YOUR TASKS
1 > In the article on charities and city water fees, how many beds does the Franciscan Outreach shelter have?
2 > List every thing that the article on charities and city water fees says the Franciscan Outreach shelter offers homeless men and women.
3 > Write a continuation of the article on charities and city water fees, starting after its final sentence.

PASSAGE GIVEN
________________________________________
Chicago Reader: Charities drowning in city water fees

By Ben Joravsky

Diana Faust at Franciscan Outreach homeless shelter.(Alison Green)
Diana Faust at Franciscan Outreach homeless shelter.
(Alison Green)

For the last 50 years, Franciscan Outreach has been running a west-side shelter that offers homeless men and women showers, food, and a place to rest. The shelter’s 260 beds are filled pretty much every night.

Unfortunately, Mayor Emanuel seems determined to put the shelter out of business.

Nothing personal, of course. In fact, the Franciscans are just one of many charities that have been struggling to balance their books since last year, when the mayor ended the city’s longtime policy of exempting nonprofits from water fees.

In this case, the Franciscans’ latest water bill is forcing them to consider laying off staff and cutting programs, if they don’t have to close their doors altogether.
________________________________________
RECORDED DATA
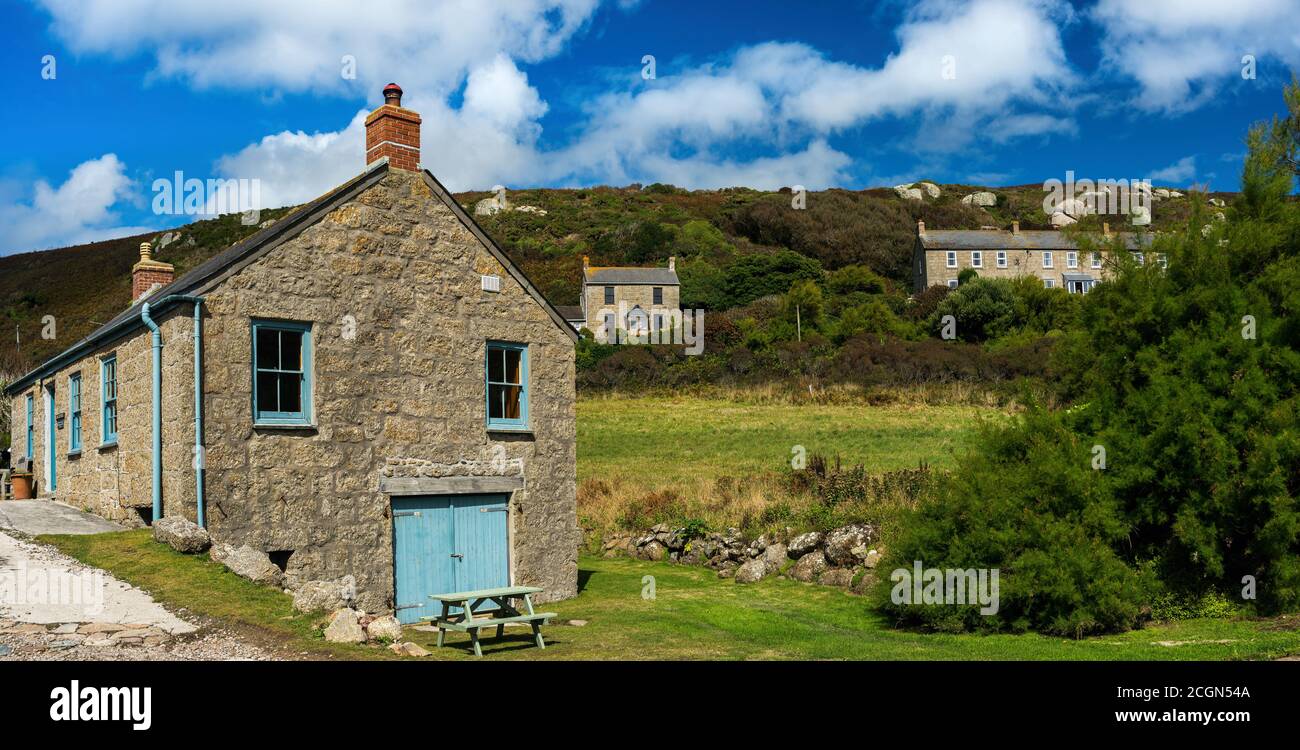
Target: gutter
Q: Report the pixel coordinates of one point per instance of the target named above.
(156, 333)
________________________________________
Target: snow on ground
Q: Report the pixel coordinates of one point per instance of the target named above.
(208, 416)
________________________________________
SOLVED TASKS
1 > 260

2 > Showers, food, and a place to rest.

3 >
“We’re looking at a $150,000 bill,” says Diana Faust, executive director of Franciscan Outreach. “That will kill us. We don’t have that kind of money.”

Welcome, my friends, to the latest political scuffle of Mayor Emanuel’s reign. Trust me, this is going to reverberate awhile.

As if the mayor doesn’t have enough to worry about, having inflamed teachers, parents, and students with the threat of closing a quarter of the city’s grammar schools. Yet in the name of collecting what’s estimated to be a few million bucks a year, the mayor is sticking it to the poor.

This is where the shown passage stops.